— Required action A —
Copy the article on Alan Blinder's recession warning word for word, from "- Read more" up to and including "professor at Princeton.".
— Required action B —
Write what comes next in the article on Alan Blinder's recession warning, starting after its final sentence.

- "I think that when we look back at this episode, we will conclude that March 2020 was already a recession month," economist and former Federal Reserve Vice Chairman Alan Blinder told CNBC in a Wednesday interview.
- He also said that a fear of shopping amid the coronavirus outbreak is what is driving the current economic situation.
- In an op-ed published in The Wall Street Journal on Tuesday, Blinder argued that the best stimulus for the coronavirus is testing kits.
- Read more on Business Insider.
The US might already be in a recession, according Alan Blinder, a former Federal Reserve vice chairman and now a professor at Princeton.
"I wouldn't be one bit surprised if when we look back at the data, it is decided ... that the recession started in March," Blinder said in a Wednesday interview with CNBC.
Economists won't know for sure for a while, he added, as "it takes months to get the data that would be relevant to a call like that."
An official recession call from National Bureau of Economic Research takes time - even though the US economy fell into a recession in December 2007, NBER didn't declare the start of the cycle until nearly a year after the fact. The NBER defines a recession as "a significant decline in economic activity, lasting more than a few months, normally visible in real GDP, real income, employment, industrial production, and wholesale-retail sales."
Blinder said that a "fear of shopping" is what's driving current economic panic amid the coronavirus outbreak where schools have been shut down, conferences have been canceled, and many companies are telling employees to work from home.

[Saved entries]
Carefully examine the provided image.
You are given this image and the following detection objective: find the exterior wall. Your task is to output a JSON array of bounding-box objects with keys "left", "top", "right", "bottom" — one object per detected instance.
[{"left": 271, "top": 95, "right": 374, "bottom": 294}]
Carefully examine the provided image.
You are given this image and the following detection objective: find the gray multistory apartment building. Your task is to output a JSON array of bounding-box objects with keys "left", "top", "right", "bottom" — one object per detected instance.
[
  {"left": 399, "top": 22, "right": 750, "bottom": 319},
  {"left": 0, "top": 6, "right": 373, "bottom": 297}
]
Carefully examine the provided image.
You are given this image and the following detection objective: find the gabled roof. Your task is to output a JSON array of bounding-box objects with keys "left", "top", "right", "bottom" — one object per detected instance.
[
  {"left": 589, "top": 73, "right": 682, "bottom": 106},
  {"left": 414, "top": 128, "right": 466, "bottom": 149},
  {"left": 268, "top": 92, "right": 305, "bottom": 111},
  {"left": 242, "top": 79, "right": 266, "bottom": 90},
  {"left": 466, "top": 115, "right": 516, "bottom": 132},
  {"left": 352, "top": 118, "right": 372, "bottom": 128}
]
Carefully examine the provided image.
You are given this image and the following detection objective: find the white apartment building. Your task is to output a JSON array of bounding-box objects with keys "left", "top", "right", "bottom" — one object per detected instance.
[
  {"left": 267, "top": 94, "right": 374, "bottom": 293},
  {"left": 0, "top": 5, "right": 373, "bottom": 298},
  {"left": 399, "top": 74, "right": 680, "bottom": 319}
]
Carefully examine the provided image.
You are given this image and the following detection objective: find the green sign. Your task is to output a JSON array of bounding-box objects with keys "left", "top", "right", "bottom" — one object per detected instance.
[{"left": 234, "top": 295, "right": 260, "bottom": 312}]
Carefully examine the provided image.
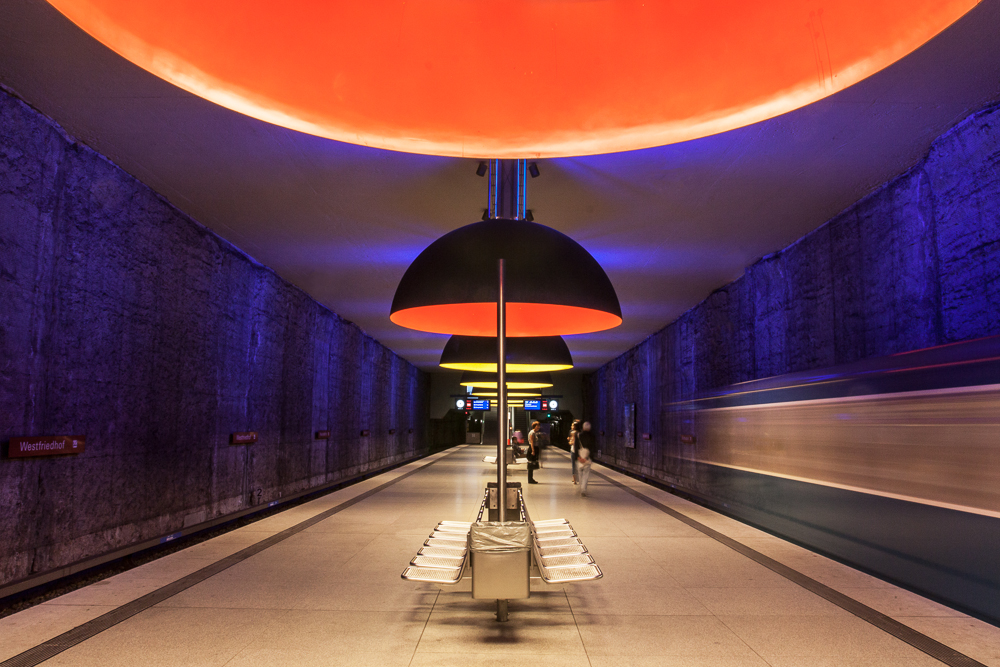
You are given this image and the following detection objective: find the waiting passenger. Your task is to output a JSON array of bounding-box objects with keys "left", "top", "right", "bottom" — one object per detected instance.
[
  {"left": 567, "top": 419, "right": 580, "bottom": 484},
  {"left": 528, "top": 422, "right": 542, "bottom": 484},
  {"left": 576, "top": 422, "right": 594, "bottom": 498}
]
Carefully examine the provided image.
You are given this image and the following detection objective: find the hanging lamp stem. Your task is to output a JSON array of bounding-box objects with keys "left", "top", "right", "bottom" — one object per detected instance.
[{"left": 497, "top": 259, "right": 508, "bottom": 521}]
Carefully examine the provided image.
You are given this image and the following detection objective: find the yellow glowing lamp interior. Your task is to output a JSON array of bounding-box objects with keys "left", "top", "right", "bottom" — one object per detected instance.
[
  {"left": 441, "top": 362, "right": 573, "bottom": 374},
  {"left": 462, "top": 380, "right": 552, "bottom": 389},
  {"left": 43, "top": 0, "right": 978, "bottom": 158}
]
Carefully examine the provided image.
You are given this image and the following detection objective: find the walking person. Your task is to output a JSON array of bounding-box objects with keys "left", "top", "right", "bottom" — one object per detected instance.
[
  {"left": 567, "top": 419, "right": 580, "bottom": 484},
  {"left": 528, "top": 422, "right": 542, "bottom": 484},
  {"left": 576, "top": 422, "right": 594, "bottom": 498}
]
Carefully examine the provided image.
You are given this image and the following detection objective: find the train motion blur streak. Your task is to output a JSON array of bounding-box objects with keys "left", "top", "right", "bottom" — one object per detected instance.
[{"left": 667, "top": 337, "right": 1000, "bottom": 623}]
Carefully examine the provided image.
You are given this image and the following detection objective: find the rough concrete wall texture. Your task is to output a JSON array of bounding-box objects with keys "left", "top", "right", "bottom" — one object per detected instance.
[
  {"left": 0, "top": 93, "right": 429, "bottom": 585},
  {"left": 584, "top": 99, "right": 1000, "bottom": 474}
]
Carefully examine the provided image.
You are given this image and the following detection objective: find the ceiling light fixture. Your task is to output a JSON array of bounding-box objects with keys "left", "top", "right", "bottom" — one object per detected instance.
[
  {"left": 440, "top": 336, "right": 573, "bottom": 373},
  {"left": 459, "top": 371, "right": 552, "bottom": 389}
]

— Task answer A —
- Read more on Business Insider.
The US might already be in a recession, according Alan Blinder, a former Federal Reserve vice chairman and now a professor at Princeton.

— Task answer B —
"You can understand why people don't want to go to movies, restaurants, shopping malls," and travel, Blinder said. "Spending on all of those categories has probably plummeted and much faster than our data system catches it."
Blinder criticized some of the government's communication efforts around the outbreak and argued that the best stimulus for the coronavirus is testing kits in an op-ed published in The Wall Street Journal on Tuesday. Until the public knows the full extent of the coronavirus outbreak, which on Wednesday was declared a global pandemic by the World Health Organization, they will not go out and spend money, Blinder said.
Given that consumer spending is a cornerstone of the US economy, a small decline would be more than enough to trigger a recession, Blinder wrote in the Tuesday piece.
The economist also told CNBC that the best short-term stimulus measures are ones that can be done quickly, including government-subsidized sick leave.
"I think that when we look back at this episode, we will conclude that March 2020 was already a recession month," he said.